## STATED TASK 1
In the transcript, what does Ms. Schapiro say she has no access to?
## STATED TASK 2
Count the lines of the records that contain the string "skyscraper", treating uppercase and lowercase as different. Give only the number.

## PAGE
* BEGIN *

I didn’t know if it had been a net winner account, a net loser account or anything else,
from a deceased relative, it didn’t raise for me a conflict of interest question. [Mr. Ross] The fact that he asked for a waiver
from his subordinate is indicative of a problem, an inherent internal problem there from an
ethical standpoint. [Ms. Schapiro] I don’t know that he asked
for a waiver and I again, I have no access to any contemporaneous documents of any sort.
He asked whether or not he had a conflict and was advised that he did not have a conflict.

* END *

[Collected data entries]
* BEGIN *

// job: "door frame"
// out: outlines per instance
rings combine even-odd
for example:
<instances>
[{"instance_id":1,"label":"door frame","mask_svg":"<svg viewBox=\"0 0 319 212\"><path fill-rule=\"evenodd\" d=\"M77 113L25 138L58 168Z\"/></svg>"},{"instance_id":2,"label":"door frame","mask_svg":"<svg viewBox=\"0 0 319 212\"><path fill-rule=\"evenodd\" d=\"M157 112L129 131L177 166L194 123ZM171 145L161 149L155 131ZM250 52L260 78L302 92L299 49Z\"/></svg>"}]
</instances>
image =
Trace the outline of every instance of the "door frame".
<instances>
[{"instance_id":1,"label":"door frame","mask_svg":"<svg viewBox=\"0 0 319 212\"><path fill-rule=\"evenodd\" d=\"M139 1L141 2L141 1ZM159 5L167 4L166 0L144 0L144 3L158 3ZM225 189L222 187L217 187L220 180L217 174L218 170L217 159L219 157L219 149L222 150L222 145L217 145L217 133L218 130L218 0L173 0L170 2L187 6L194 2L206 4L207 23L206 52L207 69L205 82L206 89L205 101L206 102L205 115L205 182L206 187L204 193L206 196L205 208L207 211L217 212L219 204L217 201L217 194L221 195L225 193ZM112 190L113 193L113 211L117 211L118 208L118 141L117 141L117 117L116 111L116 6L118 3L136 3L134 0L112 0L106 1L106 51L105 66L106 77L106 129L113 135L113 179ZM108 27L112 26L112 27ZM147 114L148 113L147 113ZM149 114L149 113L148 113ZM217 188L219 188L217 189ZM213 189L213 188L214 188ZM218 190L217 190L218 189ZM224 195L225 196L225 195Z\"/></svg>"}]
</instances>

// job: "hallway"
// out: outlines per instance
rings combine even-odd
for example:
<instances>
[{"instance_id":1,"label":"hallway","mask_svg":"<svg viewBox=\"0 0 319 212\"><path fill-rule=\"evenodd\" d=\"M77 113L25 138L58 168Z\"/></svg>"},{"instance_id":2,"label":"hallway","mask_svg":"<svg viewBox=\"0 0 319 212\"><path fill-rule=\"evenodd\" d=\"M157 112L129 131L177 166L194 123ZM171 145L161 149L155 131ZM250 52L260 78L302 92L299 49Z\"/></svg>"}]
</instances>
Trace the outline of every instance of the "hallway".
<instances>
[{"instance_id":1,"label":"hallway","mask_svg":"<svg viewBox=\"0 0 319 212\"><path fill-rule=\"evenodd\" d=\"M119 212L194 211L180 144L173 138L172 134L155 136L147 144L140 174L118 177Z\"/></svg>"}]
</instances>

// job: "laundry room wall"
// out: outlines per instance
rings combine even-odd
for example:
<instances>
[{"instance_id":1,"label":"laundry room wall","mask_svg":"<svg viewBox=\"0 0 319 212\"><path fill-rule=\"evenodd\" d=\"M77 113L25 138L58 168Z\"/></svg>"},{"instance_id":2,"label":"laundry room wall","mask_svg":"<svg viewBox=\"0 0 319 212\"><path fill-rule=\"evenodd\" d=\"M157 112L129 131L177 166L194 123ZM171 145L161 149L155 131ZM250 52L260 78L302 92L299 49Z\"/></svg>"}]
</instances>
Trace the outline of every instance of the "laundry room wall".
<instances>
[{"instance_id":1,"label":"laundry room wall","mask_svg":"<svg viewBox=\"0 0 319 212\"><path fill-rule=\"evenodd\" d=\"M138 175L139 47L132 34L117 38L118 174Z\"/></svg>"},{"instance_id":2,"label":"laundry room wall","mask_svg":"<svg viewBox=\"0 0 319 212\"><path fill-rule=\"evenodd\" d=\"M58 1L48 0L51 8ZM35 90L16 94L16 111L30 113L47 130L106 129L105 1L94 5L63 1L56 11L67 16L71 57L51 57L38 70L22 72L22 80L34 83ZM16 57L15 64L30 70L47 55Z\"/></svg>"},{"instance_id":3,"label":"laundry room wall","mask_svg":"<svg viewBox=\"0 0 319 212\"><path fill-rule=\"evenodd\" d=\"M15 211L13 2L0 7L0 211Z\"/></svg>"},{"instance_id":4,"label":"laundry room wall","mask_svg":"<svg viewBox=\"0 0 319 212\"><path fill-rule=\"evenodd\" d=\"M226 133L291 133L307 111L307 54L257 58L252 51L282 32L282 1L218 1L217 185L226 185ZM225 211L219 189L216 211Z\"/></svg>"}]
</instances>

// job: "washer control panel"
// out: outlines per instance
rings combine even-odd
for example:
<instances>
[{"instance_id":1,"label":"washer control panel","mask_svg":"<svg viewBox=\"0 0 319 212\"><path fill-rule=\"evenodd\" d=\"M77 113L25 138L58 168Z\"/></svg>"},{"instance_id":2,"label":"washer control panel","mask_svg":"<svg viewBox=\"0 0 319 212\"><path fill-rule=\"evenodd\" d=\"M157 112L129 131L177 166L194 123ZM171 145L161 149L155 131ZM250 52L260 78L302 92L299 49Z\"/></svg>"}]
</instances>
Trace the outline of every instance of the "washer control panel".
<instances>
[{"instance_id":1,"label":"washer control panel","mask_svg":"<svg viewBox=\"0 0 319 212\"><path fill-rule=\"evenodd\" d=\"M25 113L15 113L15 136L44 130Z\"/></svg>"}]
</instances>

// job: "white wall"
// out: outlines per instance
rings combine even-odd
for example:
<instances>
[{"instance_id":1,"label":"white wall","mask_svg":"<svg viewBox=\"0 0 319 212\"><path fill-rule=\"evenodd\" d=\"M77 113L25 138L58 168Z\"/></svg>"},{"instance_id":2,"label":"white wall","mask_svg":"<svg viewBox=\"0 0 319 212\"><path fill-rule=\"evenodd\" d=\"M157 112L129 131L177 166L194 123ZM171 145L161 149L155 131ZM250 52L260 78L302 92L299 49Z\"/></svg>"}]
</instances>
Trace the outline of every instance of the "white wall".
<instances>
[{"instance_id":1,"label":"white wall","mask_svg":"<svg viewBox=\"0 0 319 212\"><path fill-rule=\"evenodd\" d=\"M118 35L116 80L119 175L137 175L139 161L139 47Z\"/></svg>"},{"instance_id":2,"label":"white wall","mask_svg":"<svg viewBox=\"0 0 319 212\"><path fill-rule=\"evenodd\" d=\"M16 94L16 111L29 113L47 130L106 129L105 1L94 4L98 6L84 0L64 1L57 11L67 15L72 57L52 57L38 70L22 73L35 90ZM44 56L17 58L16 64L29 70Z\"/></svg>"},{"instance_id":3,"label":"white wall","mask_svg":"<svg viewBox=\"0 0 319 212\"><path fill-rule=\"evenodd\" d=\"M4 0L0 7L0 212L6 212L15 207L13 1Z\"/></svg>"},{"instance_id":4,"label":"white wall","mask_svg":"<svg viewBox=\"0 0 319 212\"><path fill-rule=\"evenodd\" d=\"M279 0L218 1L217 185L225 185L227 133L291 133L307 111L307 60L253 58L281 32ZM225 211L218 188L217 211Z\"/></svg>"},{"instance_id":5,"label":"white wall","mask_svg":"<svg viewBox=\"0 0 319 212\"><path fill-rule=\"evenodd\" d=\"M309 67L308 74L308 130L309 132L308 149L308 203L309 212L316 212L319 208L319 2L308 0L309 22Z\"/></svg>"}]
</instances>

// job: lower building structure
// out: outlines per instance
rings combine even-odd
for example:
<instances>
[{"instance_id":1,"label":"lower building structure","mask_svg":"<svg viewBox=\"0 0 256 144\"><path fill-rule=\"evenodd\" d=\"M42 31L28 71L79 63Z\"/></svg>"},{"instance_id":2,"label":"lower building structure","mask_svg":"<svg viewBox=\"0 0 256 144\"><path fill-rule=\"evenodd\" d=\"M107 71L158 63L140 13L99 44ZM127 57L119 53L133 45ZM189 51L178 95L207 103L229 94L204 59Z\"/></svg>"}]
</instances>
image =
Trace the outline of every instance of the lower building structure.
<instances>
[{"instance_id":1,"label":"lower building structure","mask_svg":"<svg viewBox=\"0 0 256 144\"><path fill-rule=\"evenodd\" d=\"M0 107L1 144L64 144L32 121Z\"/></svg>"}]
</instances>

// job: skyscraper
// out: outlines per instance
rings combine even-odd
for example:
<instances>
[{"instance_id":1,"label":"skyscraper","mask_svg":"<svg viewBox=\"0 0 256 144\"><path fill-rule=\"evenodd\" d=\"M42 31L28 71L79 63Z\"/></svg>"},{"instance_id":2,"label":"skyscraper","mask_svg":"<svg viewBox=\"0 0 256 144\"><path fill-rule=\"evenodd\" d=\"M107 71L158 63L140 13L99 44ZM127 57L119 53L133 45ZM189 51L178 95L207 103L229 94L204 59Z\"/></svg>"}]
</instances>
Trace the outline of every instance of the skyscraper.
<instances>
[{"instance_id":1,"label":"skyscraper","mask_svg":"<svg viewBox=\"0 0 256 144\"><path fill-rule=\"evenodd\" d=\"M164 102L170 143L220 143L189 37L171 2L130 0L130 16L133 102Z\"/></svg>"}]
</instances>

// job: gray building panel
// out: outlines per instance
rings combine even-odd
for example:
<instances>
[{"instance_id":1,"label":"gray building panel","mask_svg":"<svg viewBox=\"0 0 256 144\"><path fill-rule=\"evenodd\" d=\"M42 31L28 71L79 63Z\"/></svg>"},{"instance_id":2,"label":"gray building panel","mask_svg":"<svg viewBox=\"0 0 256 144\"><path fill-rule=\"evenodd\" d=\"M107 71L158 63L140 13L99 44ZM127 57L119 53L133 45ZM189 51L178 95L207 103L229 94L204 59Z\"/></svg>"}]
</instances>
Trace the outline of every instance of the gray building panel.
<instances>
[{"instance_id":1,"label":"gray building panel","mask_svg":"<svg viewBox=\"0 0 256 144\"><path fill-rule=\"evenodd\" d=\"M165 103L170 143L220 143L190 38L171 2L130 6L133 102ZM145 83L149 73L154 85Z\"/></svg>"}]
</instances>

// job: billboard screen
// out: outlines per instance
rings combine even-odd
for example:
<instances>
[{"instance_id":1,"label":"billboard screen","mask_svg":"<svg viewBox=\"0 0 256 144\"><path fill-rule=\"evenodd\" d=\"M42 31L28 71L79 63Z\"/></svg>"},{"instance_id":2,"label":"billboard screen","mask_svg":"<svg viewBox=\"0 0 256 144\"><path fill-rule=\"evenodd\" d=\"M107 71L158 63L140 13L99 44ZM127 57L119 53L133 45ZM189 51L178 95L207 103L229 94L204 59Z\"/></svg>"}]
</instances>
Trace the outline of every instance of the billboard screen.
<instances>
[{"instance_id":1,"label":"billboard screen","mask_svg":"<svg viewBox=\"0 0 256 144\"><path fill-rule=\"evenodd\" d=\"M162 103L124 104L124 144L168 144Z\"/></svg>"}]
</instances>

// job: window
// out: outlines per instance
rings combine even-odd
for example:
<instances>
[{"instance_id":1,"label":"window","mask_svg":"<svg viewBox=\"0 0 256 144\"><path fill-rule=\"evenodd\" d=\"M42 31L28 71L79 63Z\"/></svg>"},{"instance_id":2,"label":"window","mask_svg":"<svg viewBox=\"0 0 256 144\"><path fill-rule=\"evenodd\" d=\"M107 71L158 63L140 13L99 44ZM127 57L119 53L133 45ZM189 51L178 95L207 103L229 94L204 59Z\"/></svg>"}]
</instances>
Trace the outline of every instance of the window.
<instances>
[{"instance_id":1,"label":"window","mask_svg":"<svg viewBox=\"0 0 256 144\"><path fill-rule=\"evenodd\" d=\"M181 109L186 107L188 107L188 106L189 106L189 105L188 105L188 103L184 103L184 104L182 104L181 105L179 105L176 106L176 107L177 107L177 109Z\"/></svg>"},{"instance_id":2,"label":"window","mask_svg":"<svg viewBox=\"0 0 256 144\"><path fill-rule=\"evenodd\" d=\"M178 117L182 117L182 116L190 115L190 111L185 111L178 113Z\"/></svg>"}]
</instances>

* END *

## CORRECT ANSWER 1
Any contemporaneous documents of any sort.

## CORRECT ANSWER 2
4